[THE REQUEST]: Every line from the one with "Indicate the dark wall" through the end of the records below should be restated word for word, and nothing outside that span.

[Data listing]
■ ■ ■ ■ ■

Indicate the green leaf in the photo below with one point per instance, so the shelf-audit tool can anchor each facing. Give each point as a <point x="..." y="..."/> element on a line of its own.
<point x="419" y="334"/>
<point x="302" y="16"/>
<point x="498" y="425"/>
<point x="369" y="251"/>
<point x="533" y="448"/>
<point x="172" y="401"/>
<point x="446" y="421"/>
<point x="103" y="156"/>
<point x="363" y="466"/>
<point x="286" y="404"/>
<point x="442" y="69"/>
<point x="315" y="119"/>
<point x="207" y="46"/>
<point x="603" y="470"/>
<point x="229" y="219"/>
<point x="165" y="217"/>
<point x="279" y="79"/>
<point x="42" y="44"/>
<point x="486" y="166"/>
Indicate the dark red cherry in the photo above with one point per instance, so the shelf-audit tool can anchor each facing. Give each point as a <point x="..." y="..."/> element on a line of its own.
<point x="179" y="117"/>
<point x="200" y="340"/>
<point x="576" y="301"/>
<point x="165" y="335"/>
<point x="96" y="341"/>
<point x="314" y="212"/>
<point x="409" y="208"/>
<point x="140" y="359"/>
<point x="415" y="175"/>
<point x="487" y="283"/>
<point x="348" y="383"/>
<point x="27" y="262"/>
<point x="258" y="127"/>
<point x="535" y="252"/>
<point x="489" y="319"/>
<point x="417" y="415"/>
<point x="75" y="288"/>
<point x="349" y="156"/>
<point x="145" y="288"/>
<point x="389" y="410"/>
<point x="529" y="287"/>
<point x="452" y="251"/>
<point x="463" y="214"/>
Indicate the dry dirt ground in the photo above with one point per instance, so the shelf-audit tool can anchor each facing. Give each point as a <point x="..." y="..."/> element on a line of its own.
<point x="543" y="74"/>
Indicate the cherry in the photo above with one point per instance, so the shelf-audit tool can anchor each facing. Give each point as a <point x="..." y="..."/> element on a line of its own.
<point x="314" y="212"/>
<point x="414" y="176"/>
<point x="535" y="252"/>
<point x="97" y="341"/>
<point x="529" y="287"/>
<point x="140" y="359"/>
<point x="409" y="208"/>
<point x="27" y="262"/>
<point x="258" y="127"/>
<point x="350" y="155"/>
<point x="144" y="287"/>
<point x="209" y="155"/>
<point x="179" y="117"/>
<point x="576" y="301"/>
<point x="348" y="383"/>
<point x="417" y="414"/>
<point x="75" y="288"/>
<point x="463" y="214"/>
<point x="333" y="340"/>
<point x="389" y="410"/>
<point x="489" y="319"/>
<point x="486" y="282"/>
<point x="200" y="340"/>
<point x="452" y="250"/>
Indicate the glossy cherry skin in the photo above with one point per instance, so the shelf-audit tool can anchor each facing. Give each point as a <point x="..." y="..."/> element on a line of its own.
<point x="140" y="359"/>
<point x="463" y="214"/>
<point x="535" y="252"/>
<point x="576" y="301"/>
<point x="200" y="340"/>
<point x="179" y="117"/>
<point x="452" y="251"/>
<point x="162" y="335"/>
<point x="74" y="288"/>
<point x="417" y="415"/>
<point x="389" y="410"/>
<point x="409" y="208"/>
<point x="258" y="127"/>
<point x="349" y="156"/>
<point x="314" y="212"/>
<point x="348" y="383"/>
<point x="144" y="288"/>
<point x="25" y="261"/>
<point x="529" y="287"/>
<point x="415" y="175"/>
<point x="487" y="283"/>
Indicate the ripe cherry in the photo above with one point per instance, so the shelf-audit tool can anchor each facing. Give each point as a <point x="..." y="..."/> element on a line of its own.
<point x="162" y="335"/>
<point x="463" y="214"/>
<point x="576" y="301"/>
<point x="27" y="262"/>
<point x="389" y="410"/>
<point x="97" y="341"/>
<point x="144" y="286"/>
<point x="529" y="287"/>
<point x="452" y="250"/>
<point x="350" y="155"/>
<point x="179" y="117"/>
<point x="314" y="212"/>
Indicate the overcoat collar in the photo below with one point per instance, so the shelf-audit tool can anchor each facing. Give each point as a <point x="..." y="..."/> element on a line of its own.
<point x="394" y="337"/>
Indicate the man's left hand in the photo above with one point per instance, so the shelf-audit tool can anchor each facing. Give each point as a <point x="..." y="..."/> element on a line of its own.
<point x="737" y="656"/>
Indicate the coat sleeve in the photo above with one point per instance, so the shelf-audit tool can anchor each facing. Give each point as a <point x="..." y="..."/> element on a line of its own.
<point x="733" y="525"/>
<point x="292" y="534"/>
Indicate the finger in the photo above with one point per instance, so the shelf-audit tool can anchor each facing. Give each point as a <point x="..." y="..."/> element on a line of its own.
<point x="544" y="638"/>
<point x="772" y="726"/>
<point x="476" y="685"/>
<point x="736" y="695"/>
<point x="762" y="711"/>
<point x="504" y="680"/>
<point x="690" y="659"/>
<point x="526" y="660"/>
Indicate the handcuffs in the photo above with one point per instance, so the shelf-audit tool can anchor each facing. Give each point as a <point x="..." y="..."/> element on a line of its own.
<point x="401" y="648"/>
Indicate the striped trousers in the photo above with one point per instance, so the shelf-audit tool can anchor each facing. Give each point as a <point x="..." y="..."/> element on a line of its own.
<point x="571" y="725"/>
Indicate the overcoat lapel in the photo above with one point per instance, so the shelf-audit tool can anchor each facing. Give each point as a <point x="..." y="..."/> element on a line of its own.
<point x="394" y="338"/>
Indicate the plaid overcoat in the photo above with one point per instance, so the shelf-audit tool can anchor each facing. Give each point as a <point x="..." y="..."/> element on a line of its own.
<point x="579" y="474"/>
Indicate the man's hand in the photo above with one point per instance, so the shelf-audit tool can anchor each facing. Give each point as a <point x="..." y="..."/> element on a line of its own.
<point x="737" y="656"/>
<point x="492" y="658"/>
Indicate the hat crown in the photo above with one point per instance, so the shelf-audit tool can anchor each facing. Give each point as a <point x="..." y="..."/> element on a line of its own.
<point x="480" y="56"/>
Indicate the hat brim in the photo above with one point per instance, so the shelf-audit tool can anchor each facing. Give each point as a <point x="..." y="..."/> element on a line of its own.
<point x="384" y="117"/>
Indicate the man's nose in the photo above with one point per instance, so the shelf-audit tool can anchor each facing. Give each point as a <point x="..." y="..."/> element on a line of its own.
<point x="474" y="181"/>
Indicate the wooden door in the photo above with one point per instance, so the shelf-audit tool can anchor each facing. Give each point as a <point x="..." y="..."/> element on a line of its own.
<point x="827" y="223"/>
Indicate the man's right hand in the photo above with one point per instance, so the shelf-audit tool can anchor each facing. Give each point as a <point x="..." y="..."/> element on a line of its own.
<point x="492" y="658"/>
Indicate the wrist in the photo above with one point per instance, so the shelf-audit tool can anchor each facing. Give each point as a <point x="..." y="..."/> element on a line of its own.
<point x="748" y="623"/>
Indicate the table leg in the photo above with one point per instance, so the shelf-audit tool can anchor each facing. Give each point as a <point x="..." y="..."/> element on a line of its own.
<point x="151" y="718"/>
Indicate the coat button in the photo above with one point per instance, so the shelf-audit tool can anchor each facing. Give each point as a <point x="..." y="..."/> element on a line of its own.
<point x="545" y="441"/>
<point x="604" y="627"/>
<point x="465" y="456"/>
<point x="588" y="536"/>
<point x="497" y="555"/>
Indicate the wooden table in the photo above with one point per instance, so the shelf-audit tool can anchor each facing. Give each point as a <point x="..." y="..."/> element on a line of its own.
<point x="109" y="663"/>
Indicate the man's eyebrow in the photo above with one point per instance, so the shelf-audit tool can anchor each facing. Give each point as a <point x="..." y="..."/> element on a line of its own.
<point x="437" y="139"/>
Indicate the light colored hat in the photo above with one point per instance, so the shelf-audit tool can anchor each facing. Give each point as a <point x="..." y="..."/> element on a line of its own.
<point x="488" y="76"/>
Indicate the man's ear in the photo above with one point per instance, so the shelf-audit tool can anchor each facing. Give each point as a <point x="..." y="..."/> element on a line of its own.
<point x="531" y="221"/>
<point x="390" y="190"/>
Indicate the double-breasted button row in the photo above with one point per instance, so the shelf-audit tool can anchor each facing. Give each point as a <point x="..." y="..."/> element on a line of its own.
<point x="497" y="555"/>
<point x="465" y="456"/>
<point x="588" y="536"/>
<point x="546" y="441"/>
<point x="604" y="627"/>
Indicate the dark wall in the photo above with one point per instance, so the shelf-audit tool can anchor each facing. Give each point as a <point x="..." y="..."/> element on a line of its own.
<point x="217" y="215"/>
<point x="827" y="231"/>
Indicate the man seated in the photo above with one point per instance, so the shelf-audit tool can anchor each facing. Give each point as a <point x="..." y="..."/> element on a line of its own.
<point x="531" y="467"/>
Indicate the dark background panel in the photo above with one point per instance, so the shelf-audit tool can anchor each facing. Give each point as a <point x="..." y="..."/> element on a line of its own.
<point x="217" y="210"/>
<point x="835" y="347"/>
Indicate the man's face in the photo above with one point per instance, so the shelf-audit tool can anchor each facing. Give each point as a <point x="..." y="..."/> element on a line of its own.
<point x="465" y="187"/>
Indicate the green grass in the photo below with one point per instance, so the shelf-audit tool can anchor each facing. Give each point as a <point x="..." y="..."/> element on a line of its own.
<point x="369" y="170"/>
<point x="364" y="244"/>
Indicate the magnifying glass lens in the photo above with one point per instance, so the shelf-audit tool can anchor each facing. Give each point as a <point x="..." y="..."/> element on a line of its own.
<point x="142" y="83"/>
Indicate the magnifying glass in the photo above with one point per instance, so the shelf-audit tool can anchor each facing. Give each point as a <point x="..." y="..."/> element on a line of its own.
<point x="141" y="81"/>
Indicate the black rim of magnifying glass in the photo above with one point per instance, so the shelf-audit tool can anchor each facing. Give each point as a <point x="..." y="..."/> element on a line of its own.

■ ■ ■ ■ ■

[ANSWER]:
Indicate the dark wall in the photo above with one point per instance, so the shelf-audit tool can anchor each facing. Give each point as a <point x="..." y="..."/> element on a line of its own.
<point x="217" y="215"/>
<point x="827" y="231"/>
Indicate the man seated in the photo above with one point per instance, so the shelf-audit tool can anchor each facing. Give each point as a <point x="..." y="..."/> element on a line of its own.
<point x="531" y="467"/>
Indicate the dark background panel in the photo above with one point per instance, so the shelf-audit tool can anchor each facing. Give each point as a <point x="..." y="..."/> element on a line of its own.
<point x="217" y="210"/>
<point x="835" y="347"/>
Indicate the man's face in the photo above with one point per instance, so the shelf-audit tool can anchor each facing. Give each point as a <point x="..." y="..."/> element on a line of its own.
<point x="465" y="187"/>
Indicate the green grass in the photo below with one point per instance, so the shelf-audit tool can anchor each facing. Give each point as a <point x="..." y="..."/> element on a line of its own.
<point x="369" y="170"/>
<point x="364" y="244"/>
Indicate the magnifying glass lens in the photo above with one point per instance, so the shelf-audit tool can anchor each facing. Give each point as a <point x="..." y="..."/> element on a line of its own.
<point x="142" y="83"/>
Indicate the magnifying glass in the photo above with one point per instance, so the shelf-audit tool can anchor each facing. Give each point as a <point x="..." y="..."/> element on a line of its own.
<point x="141" y="81"/>
Indicate the black rim of magnifying glass in the photo above with one point per instance, so the shelf-audit tool can anchor each facing. Give each point as a <point x="..." y="..."/> element on a line of its own.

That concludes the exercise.